==== Records for processing ====
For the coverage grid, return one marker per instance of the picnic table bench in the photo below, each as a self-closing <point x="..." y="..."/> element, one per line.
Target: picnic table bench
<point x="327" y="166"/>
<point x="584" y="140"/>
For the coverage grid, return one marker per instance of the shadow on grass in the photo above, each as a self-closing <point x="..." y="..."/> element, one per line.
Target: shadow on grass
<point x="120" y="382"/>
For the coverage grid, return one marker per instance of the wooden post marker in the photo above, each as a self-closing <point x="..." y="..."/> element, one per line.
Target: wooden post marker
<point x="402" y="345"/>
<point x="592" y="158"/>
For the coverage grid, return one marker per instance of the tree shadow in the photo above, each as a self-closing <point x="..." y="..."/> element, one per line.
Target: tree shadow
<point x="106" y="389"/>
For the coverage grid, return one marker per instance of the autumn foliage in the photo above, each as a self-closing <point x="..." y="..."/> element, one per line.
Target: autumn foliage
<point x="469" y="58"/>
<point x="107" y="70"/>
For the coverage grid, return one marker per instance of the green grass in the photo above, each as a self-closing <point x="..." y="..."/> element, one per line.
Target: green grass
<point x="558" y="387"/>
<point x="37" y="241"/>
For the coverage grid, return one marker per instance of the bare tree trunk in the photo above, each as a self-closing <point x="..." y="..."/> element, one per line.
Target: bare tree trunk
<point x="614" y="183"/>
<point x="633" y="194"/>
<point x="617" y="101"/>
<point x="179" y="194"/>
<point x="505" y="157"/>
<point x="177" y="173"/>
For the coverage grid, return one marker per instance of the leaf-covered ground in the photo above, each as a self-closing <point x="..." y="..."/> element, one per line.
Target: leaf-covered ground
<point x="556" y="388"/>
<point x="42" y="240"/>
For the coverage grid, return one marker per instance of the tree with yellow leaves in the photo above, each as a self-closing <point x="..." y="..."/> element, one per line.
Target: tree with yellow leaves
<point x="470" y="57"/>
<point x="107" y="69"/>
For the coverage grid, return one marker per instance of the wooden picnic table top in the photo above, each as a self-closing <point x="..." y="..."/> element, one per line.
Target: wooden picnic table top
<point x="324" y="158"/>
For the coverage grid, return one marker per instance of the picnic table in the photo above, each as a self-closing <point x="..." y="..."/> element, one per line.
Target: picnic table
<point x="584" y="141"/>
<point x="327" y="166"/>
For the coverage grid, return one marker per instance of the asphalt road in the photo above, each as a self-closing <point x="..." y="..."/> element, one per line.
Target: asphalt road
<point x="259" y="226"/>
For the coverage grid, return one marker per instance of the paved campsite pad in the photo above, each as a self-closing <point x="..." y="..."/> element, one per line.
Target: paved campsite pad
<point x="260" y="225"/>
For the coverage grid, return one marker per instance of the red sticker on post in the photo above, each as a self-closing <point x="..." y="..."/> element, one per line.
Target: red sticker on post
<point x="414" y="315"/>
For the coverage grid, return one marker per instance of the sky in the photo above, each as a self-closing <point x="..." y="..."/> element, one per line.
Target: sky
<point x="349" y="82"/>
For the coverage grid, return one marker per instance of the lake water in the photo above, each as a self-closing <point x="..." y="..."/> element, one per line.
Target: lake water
====
_Exercise:_
Each line above must be printed exactly as it appears.

_Answer:_
For the coverage grid, return one marker per instance of the picnic table bench in the photo below, each as a self-closing <point x="..." y="..."/> element, one per line.
Target: picnic table bench
<point x="327" y="166"/>
<point x="584" y="140"/>
For the coverage grid, return one marker per instance of the shadow on grass in the photo above, each as a self-closing <point x="..." y="..."/> element, one per line.
Target: shadow on grass
<point x="120" y="382"/>
For the coverage grid, return one marker per instance of the wooden post marker in the photo above, each as a self-closing <point x="..." y="..."/> element, one per line.
Target: wooden post marker
<point x="402" y="345"/>
<point x="592" y="158"/>
For the coverage grid, return one marker per instance of the tree shadow in the photo above, each as a self-closing <point x="..." y="..."/> element, one per line.
Target: tree shadow
<point x="106" y="389"/>
For the coverage grid, return one marker per instance of the autumn foliage in the photo above, each as a self-closing <point x="..." y="..."/> element, one per line.
Target: autumn foliage
<point x="469" y="58"/>
<point x="107" y="70"/>
For the coverage grid, return one marker per instance of the green grass in the photo above, each as a self-closing <point x="..." y="..."/> element, one per line.
Target: green grass
<point x="558" y="387"/>
<point x="37" y="241"/>
For the coverage grid, return one marker per instance of the bare tree trunk in the photo above, each as a self-closing <point x="..." y="..."/> element, one per line.
Target: bare tree trunk
<point x="614" y="183"/>
<point x="633" y="194"/>
<point x="617" y="101"/>
<point x="179" y="194"/>
<point x="505" y="157"/>
<point x="177" y="173"/>
For the coverage grid, return one marker per instance of the leaf-covered ground in the photo above, each as a self-closing <point x="..." y="..."/> element, one per line.
Target: leaf-covered ground
<point x="556" y="388"/>
<point x="42" y="240"/>
For the coverage grid, return one marker per instance of the tree with yellow leaves in the photo above, each as a self-closing <point x="..." y="..."/> element, one per line.
Target: tree with yellow leaves
<point x="470" y="57"/>
<point x="107" y="69"/>
For the coverage grid, return one marker per instance of the wooden picnic table top in the photo above, each as a self-closing <point x="..." y="..."/> element, one per line.
Target: wooden picnic table top
<point x="324" y="158"/>
For the coverage grid, return one marker per instance of the picnic table in the photo above, each as a self-closing <point x="..." y="..."/> element, one per line.
Target: picnic table
<point x="584" y="141"/>
<point x="327" y="166"/>
For the coverage grid, return one marker per instance of the asphalt road in the photo above, each as a self-closing <point x="..." y="..."/> element, one per line.
Target: asphalt road
<point x="259" y="226"/>
For the coverage grid, return one marker per instance of the paved campsite pad in the photo above, each as a self-closing <point x="..." y="..."/> element, one per line.
Target: paved campsite pad
<point x="260" y="225"/>
For the coverage grid, return one marker per instance of the red sticker on post in the photo above, each as a self-closing <point x="..." y="..."/> element, one per line.
Target: red sticker on post
<point x="414" y="315"/>
For the coverage grid, return one marker per instance of the sky in the photo above, each as a self-closing <point x="..." y="..."/> element, one per line.
Target: sky
<point x="349" y="82"/>
For the coverage grid, return one marker per instance of the lake water in the photo above, each as a self-closing <point x="..." y="..."/> element, one per line.
Target: lake water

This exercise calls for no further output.